[THE EXERCISE] Copy these lines again word for word, keeping every character as it is.

[Named region outline data]
....................

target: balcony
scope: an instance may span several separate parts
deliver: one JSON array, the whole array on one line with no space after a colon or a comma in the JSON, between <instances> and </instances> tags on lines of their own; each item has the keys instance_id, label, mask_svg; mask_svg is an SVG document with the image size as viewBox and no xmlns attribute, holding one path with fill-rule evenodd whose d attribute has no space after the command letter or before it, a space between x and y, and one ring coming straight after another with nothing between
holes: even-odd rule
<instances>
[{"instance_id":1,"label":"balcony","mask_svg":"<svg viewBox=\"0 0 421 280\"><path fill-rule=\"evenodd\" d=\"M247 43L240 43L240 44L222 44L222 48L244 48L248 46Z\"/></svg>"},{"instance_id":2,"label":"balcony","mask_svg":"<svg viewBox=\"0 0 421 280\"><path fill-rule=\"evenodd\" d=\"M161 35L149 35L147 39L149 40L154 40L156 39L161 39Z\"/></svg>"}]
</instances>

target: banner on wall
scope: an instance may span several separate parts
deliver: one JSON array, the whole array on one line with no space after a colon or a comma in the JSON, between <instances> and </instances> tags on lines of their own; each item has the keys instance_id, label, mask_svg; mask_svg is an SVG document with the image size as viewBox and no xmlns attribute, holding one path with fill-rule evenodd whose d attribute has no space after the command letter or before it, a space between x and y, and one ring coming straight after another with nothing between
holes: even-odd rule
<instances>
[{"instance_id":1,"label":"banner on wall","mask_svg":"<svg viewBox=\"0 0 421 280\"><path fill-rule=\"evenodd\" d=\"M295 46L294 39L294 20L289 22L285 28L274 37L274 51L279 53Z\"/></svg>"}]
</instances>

....................

[WRITTEN SOLUTION]
target: balcony
scope: an instance may span several separate parts
deliver: one JSON array, the whole array on one line with no space after a colon or a comma in the JSON, between <instances> and </instances> tags on lines of their own; each item has the keys instance_id, label, mask_svg; mask_svg is an SVG document with the image size as viewBox and no xmlns attribute, holding one path with fill-rule evenodd whose d attribute has no space after the command letter or before it, a space between x and y, and one ring coming straight after another with nothing between
holes: even-odd rule
<instances>
[{"instance_id":1,"label":"balcony","mask_svg":"<svg viewBox=\"0 0 421 280\"><path fill-rule=\"evenodd\" d=\"M247 43L240 43L240 44L222 44L222 48L244 48L248 46Z\"/></svg>"},{"instance_id":2,"label":"balcony","mask_svg":"<svg viewBox=\"0 0 421 280\"><path fill-rule=\"evenodd\" d=\"M161 35L149 35L147 39L149 40L154 40L156 39L161 39Z\"/></svg>"}]
</instances>

target: banner on wall
scope: an instance may span several separate parts
deliver: one JSON array, the whole array on one line with no space after a colon or a comma in the JSON, between <instances> and </instances> tags on lines of their own; each item has the keys instance_id, label, mask_svg; mask_svg is an SVG document with the image size as viewBox and no xmlns attribute, holding one path with fill-rule evenodd whose d attribute has no space after the command letter or before it, a space between x and y, and one ring coming straight after another with nothing between
holes: even-odd rule
<instances>
[{"instance_id":1,"label":"banner on wall","mask_svg":"<svg viewBox=\"0 0 421 280\"><path fill-rule=\"evenodd\" d=\"M295 46L294 39L294 20L289 22L285 28L274 37L274 51L279 53Z\"/></svg>"}]
</instances>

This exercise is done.